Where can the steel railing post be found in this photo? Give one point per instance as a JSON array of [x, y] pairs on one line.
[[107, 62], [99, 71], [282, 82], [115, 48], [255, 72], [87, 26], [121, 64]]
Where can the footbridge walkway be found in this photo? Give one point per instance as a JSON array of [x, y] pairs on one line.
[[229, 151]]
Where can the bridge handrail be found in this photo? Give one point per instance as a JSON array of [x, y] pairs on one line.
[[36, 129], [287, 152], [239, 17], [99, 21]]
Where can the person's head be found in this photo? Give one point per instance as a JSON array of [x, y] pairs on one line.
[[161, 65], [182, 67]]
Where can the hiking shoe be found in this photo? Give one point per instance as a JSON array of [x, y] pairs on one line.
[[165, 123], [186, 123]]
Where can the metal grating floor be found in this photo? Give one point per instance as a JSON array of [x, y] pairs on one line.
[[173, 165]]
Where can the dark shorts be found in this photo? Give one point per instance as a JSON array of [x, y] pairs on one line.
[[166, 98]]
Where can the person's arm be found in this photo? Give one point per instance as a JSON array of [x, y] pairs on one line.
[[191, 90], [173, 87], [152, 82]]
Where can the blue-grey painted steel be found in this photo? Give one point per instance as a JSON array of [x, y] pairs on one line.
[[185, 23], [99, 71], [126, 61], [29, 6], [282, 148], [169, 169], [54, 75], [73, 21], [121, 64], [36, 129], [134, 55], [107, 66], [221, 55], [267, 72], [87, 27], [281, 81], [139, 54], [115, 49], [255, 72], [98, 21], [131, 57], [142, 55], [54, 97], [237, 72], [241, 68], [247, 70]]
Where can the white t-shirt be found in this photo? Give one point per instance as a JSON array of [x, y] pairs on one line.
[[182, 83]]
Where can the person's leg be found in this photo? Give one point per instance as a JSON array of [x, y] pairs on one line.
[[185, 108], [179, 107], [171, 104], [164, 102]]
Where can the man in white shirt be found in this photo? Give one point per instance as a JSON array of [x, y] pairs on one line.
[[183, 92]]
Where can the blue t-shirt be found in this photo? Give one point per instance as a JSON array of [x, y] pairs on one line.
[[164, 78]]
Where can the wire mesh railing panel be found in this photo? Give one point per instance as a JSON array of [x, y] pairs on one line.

## WHAT IS EXPECTED
Your answer should be every entry above, repeated exactly.

## RESPONSE BELOW
Where can the steel railing post be found in this photo? Give one point per instance as a JSON array of [x, y] pairs on one line.
[[107, 62], [99, 71], [282, 82], [115, 48], [255, 72], [87, 26], [121, 64]]
Where can the footbridge walkway be found in this photo? Give one point per instance as a JSON array of [x, y] pairs on one line.
[[229, 151]]
Where can the bridge handrail be found in this photo? Give one point per instance as a JSON array of [x, y] pairs on one line.
[[36, 129], [287, 152], [239, 17], [99, 21]]
Where can the person's head be found in this photo? Give one point per instance as a JSON array of [x, y] pairs on one line.
[[161, 65], [182, 67]]
Where can the hiking shoe be found in this photo? Give one point per instance as a JSON array of [x, y] pairs on one line.
[[165, 123], [186, 123]]
Where can the metal grating floor be found in this photo? Give one point per instance as a JSON array of [x, y] pairs on one line.
[[173, 165]]
Where can the dark shorts be found in this photo? Give one point per instance as a JSON array of [x, y] pairs on one line.
[[166, 98]]
Where can the person's arm be found in this photo? Give one point per instance as a JSON array of [x, y] pairs on one line.
[[191, 90], [173, 87], [152, 82]]
Where can the blue-grey painted steel be found in this photo? Give one point per instance as a JSON array of [x, y] pairs on one line.
[[185, 23], [99, 71], [126, 61], [29, 6], [282, 148], [169, 169], [54, 75], [73, 21], [121, 64], [36, 129], [134, 55], [107, 66], [221, 55], [267, 72], [87, 27], [281, 81], [139, 54], [115, 49], [255, 72], [98, 21], [131, 57], [142, 55], [54, 97], [237, 72], [241, 68], [247, 70]]
Where can the white t-shirt be found in this photo? Give one point per instance as a JSON array of [x, y] pairs on one line.
[[182, 83]]
Where can the person's leg be found in this photo? Give one point per instance as a JSON array of [x, y] pairs on one line.
[[185, 108], [179, 107], [171, 104], [164, 102]]
Where can the man in white shirt be found in this photo? Give one point per instance as a JSON array of [x, y] pairs on one line.
[[183, 92]]
Where can the blue t-shirt be found in this photo? Give one point per instance as a JSON array of [x, y] pairs on one line.
[[164, 78]]
Where can the wire mesh railing panel be found in this photo? Give one point per instance as a JSON array of [x, y] pairs on one line.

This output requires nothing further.